| WORK TO BE COMPLETED |
Would you output the whole listing below, exactly as it reads?

===== INPUT RECORDS =====

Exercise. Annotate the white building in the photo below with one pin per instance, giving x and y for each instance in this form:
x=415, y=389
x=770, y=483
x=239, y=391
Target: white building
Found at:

=====

| SOLUTION TO THIS EXERCISE |
Exercise. Annotate the white building in the photo below with one pin per instance, giving x and y for each instance in this form:
x=415, y=389
x=770, y=483
x=239, y=391
Target: white building
Found at:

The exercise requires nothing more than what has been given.